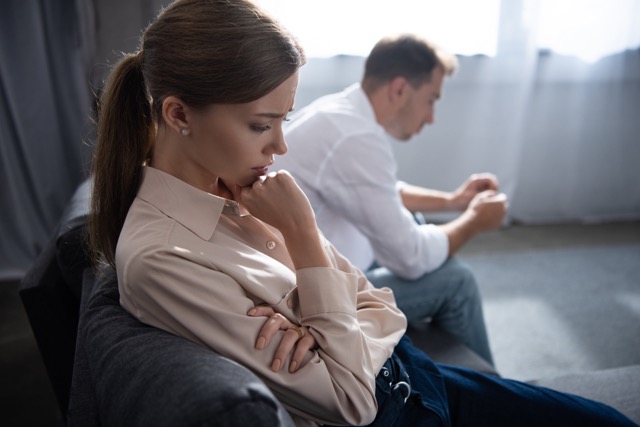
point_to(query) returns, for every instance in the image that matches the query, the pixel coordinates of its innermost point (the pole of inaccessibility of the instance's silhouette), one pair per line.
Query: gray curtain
(46, 103)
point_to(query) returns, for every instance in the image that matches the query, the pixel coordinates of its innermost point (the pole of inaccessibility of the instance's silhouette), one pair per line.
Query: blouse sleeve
(356, 325)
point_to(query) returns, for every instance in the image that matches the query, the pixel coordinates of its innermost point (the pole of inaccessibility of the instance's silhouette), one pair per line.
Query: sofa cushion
(144, 376)
(617, 387)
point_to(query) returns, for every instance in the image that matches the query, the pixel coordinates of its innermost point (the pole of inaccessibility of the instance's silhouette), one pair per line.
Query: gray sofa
(108, 369)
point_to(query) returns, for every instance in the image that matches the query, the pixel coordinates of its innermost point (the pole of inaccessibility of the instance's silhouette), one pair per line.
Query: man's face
(417, 108)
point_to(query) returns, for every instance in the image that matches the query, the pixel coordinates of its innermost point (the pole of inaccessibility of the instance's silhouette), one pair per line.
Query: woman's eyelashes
(260, 128)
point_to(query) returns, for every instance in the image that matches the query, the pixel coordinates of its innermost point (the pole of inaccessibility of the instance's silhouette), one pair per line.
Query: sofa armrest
(144, 376)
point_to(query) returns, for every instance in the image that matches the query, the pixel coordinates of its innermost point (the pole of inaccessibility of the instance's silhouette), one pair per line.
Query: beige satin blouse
(188, 268)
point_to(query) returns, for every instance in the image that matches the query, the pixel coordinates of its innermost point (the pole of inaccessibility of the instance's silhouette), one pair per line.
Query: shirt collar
(197, 210)
(360, 101)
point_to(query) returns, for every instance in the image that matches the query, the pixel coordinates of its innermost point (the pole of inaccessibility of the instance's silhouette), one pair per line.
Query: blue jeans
(413, 391)
(449, 296)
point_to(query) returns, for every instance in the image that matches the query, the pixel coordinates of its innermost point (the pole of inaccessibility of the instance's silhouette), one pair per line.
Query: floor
(26, 397)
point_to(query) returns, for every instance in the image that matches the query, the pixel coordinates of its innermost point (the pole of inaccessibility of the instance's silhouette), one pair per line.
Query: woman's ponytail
(124, 139)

_Work instructions_
The records above are to be copied exactly, with no pictures carried over.

_Exercise result_
point_to(query) returns, for every instance in the image that matches the query, the pixel coordinates of its innermost point (the pole of inaccessibility of the instance's silhouette), one pair per line.
Query: gray curtain
(46, 103)
point_to(query) returns, for every instance in the image that matches the query, the pixel coordinates of its innermost point (the pole of inaccessibility of the instance's silhouette), one pair per line.
Query: blouse sleeve
(356, 325)
point_to(query) returns, for every instance in the image that matches the query, the pixel coordinates of its innermost point (the pole of inaccessibility of the instance's silhouette), one pair per line.
Query: sofa cushion
(144, 376)
(617, 387)
point_to(query) returns, for every instance in the image that matches the query, the pixel coordinates of its innermost point (the pole of inaccessibility of the instance's silhouette), one pair per line.
Query: gray sofa
(108, 369)
point_to(query) returns, for every instance in the image that matches the query, the pixel coordinates of its innermost point (the pole of inaccessibility of the instance's silhouette), one pair per line.
Query: man's face
(417, 108)
point_to(query) returns, for every instance in the image that matches the query, the pixel coordinates of its innermost point (the pole of inaccessibility of the instance's silhouette), one pair per line.
Query: woman's eyelashes
(260, 128)
point_to(query) returns, for every instance in the image that matches the query, the pixel coordinates of its innermost point (the pole of inaccessibility of the instance's silhouette), one pair per line.
Query: sofa armrest
(144, 376)
point_to(query) returns, for every instance in the image that matches the query, the pixel coordinates of its innermost point (the pole of inaccessibility of the instance's silhouette), one pair per line.
Query: beige satin blouse
(188, 268)
point_to(query) returns, for every instance in the image that matches the query, the pixel coordinates of its innermost point (the pole of inaccessibility of the instance's silhouette), one pair per line.
Query: shirt collar
(197, 210)
(360, 101)
point_to(query) returns, for every instance in the image that matches the query, the pixel coordinates of its innermost point (the pole of inaccessibility of the instance's silhouette), one pair per line.
Query: blue jeans
(413, 391)
(449, 296)
point_to(query) returns, for every instance in the image that matches the query, the pixel coordinates of its innermost point (the pole of inaccessibility of the instance's silhouette), one pair per line.
Query: floor
(26, 397)
point_to(query) returns, for every instance in the image that matches the query, the pixel coordinates of its innermost point (the pole of inaccessibility of the instance's silhouette), one pair per line.
Query: woman's ponytail
(124, 139)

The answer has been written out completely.